> **TASK**:
Repeat the following entries verbatim, apart from the pictures.

> **INPUT DATA**:
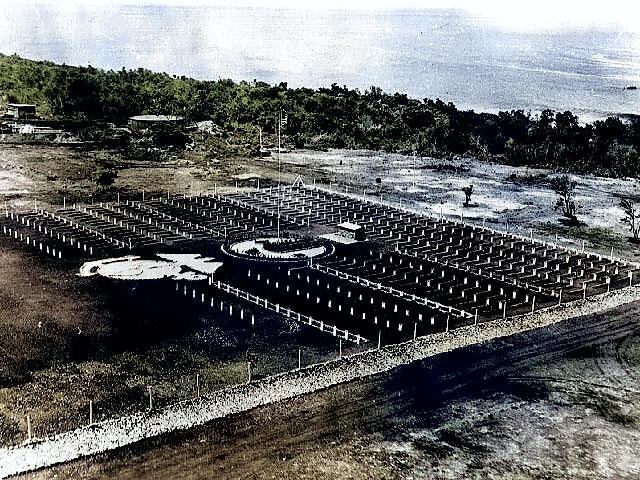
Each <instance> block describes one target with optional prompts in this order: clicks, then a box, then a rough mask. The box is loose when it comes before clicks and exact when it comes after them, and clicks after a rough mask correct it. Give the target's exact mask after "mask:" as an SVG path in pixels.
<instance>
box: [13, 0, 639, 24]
mask: <svg viewBox="0 0 640 480" xmlns="http://www.w3.org/2000/svg"><path fill="white" fill-rule="evenodd" d="M11 3H16V4H18V3H19V4H24V3H25V2H15V0H9V1H6V0H5V2H3V4H11ZM27 3H29V2H27ZM31 3H55V4H68V5H74V4H83V5H110V4H113V5H134V4H135V5H173V6H202V5H209V6H233V7H267V8H294V9H320V10H326V9H339V10H353V9H364V10H376V9H398V8H412V9H429V8H456V9H462V10H466V11H469V12H471V13H474V14H477V15H478V16H480V17H483V18H486V19H487V20H489V21H490V22H492V23H494V24H497V25H500V26H502V27H504V28H508V29H514V30H545V29H557V28H564V27H566V26H589V25H603V24H606V25H612V26H617V27H618V28H622V29H625V30H627V29H628V30H632V31H638V30H640V2H639V1H637V0H598V1H594V0H581V1H577V0H536V1H533V2H531V1H529V2H526V1H525V2H523V1H514V0H508V1H496V0H394V1H390V0H365V1H362V0H318V1H313V2H305V1H300V0H269V1H267V0H233V1H230V0H106V1H105V0H60V1H57V2H51V1H50V2H46V1H36V2H31Z"/></svg>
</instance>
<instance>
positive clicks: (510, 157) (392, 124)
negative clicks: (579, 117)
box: [0, 55, 640, 177]
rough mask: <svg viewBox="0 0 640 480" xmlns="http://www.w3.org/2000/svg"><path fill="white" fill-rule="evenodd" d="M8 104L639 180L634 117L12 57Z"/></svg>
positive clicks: (5, 81) (638, 117)
mask: <svg viewBox="0 0 640 480" xmlns="http://www.w3.org/2000/svg"><path fill="white" fill-rule="evenodd" d="M0 95H1V96H2V99H3V100H4V101H5V102H23V103H36V104H37V105H38V110H39V112H40V114H41V115H45V116H49V117H51V118H57V119H74V120H85V121H94V120H95V121H109V122H114V123H117V124H122V123H124V122H125V121H126V119H127V118H129V117H130V116H132V115H138V114H165V115H179V116H183V117H185V118H186V119H187V120H191V121H199V120H212V121H213V122H214V123H215V124H216V125H218V126H219V127H220V129H222V130H223V131H224V132H228V133H229V134H233V132H234V131H238V130H242V131H244V132H246V131H248V130H249V131H254V132H255V136H256V137H257V135H258V130H259V129H260V130H262V131H263V132H264V133H266V134H274V133H275V131H276V128H277V121H276V118H277V114H278V112H280V111H284V112H286V114H287V117H286V118H287V124H286V126H285V129H284V134H285V136H286V139H287V141H288V142H289V143H291V144H293V145H295V146H298V147H301V146H305V147H308V148H353V149H361V148H362V149H373V150H384V151H388V152H397V153H405V154H410V153H416V154H418V155H430V156H434V157H448V156H452V155H473V156H476V157H478V158H481V159H490V160H493V161H497V162H501V163H507V164H510V165H518V166H525V165H527V166H532V167H541V168H549V169H553V170H556V171H561V172H569V173H592V174H596V175H602V176H613V177H620V176H633V177H635V176H638V175H639V174H640V158H639V152H640V117H636V116H629V117H627V118H626V119H625V120H622V119H620V118H618V117H610V118H607V119H606V120H598V121H595V122H593V123H587V124H581V123H579V121H578V118H577V117H576V116H575V115H574V114H572V113H571V112H569V111H566V112H555V111H552V110H545V111H543V112H541V113H539V114H536V115H532V114H530V113H527V112H525V111H524V110H512V111H508V112H500V113H498V114H490V113H477V112H474V111H472V110H469V111H462V110H459V109H457V108H456V107H455V105H454V104H453V103H445V102H442V101H441V100H439V99H436V100H431V99H423V100H418V99H413V98H409V97H408V96H407V95H405V94H401V93H394V94H389V93H385V92H383V91H382V90H381V89H380V88H378V87H375V86H372V87H370V88H369V89H366V90H365V91H363V92H361V91H359V90H358V89H350V88H348V87H346V86H339V85H337V84H333V85H331V86H330V87H326V88H317V89H310V88H288V85H287V84H286V83H280V84H278V85H269V84H267V83H264V82H260V81H255V80H254V81H252V82H248V81H240V82H235V81H233V80H230V79H219V80H215V81H201V80H195V79H191V78H186V77H177V76H173V75H168V74H166V73H157V72H152V71H149V70H146V69H142V68H138V69H134V70H126V69H124V68H123V69H122V70H117V71H114V70H109V71H106V70H102V69H97V68H94V67H92V66H87V67H75V66H68V65H57V64H54V63H52V62H42V61H40V62H36V61H31V60H26V59H22V58H20V57H18V56H16V55H12V56H5V55H0Z"/></svg>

> **EXPECTED ANSWER**:
Each <instance> block describes one target with optional prompts in this order: clicks, then a box, then a rough mask. The box is loose when it comes before clicks and exact when it comes after them, and clicks after a rough mask correct it. Give the target's exact mask after "mask:" as an SVG path in pixels.
<instance>
box: [13, 0, 639, 24]
mask: <svg viewBox="0 0 640 480" xmlns="http://www.w3.org/2000/svg"><path fill="white" fill-rule="evenodd" d="M11 3H16V4H18V3H19V4H24V3H25V2H15V0H9V1H6V0H5V2H3V4H11ZM27 3H29V2H27ZM31 3H55V4H68V5H74V4H83V5H110V4H113V5H134V4H135V5H173V6H202V5H209V6H233V7H267V8H294V9H320V10H326V9H339V10H353V9H364V10H376V9H398V8H412V9H429V8H456V9H462V10H466V11H469V12H471V13H474V14H477V15H478V16H480V17H483V18H486V19H487V20H489V21H490V22H492V23H494V24H497V25H500V26H502V27H504V28H508V29H514V30H545V29H557V28H564V27H566V26H589V25H603V24H606V25H612V26H617V27H618V28H622V29H625V30H627V29H628V30H632V31H638V30H640V2H639V1H637V0H598V1H594V0H581V1H577V0H536V1H533V2H531V1H529V2H526V1H525V2H523V1H514V0H508V1H496V0H394V1H390V0H365V1H362V0H318V1H313V2H305V1H300V0H269V1H267V0H233V1H230V0H106V1H105V0H60V1H57V2H51V1H50V2H46V1H36V2H31Z"/></svg>
</instance>
<instance>
positive clicks: (510, 157) (392, 124)
negative clicks: (579, 117)
box: [0, 55, 640, 177]
rough mask: <svg viewBox="0 0 640 480" xmlns="http://www.w3.org/2000/svg"><path fill="white" fill-rule="evenodd" d="M8 104L639 180L634 117L12 57Z"/></svg>
positive clicks: (5, 81) (638, 117)
mask: <svg viewBox="0 0 640 480" xmlns="http://www.w3.org/2000/svg"><path fill="white" fill-rule="evenodd" d="M0 95H1V96H2V99H3V100H4V101H5V102H23V103H36V104H37V105H38V110H39V112H40V114H41V115H45V116H49V117H51V118H57V119H74V120H85V121H94V120H95V121H109V122H114V123H117V124H122V123H124V122H125V121H126V119H127V118H129V117H130V116H132V115H138V114H165V115H179V116H183V117H185V118H186V119H187V120H191V121H199V120H212V121H213V122H214V123H215V124H216V125H218V126H219V127H220V129H222V130H223V131H224V132H228V133H229V134H233V132H234V131H238V130H242V131H244V132H246V131H248V130H249V131H254V132H255V136H256V137H257V135H258V130H259V129H260V130H262V131H263V132H264V133H266V134H274V133H275V131H276V128H277V121H276V118H277V114H278V112H280V111H284V112H286V114H287V117H286V118H287V124H286V126H285V129H284V134H285V136H286V139H287V141H288V142H289V143H291V144H293V145H295V146H298V147H301V146H305V147H308V148H353V149H361V148H362V149H373V150H384V151H388V152H397V153H405V154H410V153H416V154H418V155H430V156H434V157H448V156H452V155H473V156H476V157H478V158H481V159H490V160H493V161H497V162H501V163H507V164H510V165H518V166H525V165H527V166H532V167H541V168H549V169H553V170H556V171H561V172H569V173H592V174H596V175H602V176H613V177H620V176H633V177H635V176H638V175H639V174H640V158H639V152H640V117H636V116H629V117H627V118H626V119H625V120H622V119H620V118H618V117H610V118H607V119H606V120H598V121H595V122H593V123H587V124H581V123H579V121H578V118H577V117H576V116H575V115H574V114H572V113H571V112H569V111H566V112H555V111H552V110H545V111H543V112H541V113H539V114H536V115H532V114H530V113H527V112H525V111H524V110H512V111H508V112H500V113H498V114H490V113H477V112H474V111H472V110H469V111H462V110H459V109H457V108H456V107H455V105H454V104H453V103H445V102H442V101H441V100H439V99H436V100H431V99H423V100H418V99H413V98H409V97H408V96H407V95H405V94H401V93H394V94H389V93H385V92H383V91H382V90H381V89H380V88H378V87H375V86H372V87H370V88H369V89H366V90H365V91H363V92H361V91H359V90H358V89H350V88H348V87H346V86H339V85H337V84H333V85H331V86H330V87H326V88H317V89H310V88H288V85H287V84H286V83H280V84H278V85H269V84H267V83H264V82H260V81H255V80H254V81H252V82H248V81H240V82H235V81H233V80H230V79H219V80H215V81H201V80H195V79H191V78H186V77H177V76H173V75H168V74H166V73H157V72H152V71H149V70H146V69H142V68H138V69H134V70H126V69H124V68H123V69H122V70H117V71H114V70H109V71H106V70H102V69H97V68H94V67H92V66H87V67H75V66H68V65H57V64H54V63H52V62H42V61H40V62H36V61H31V60H26V59H22V58H20V57H18V56H16V55H12V56H5V55H0Z"/></svg>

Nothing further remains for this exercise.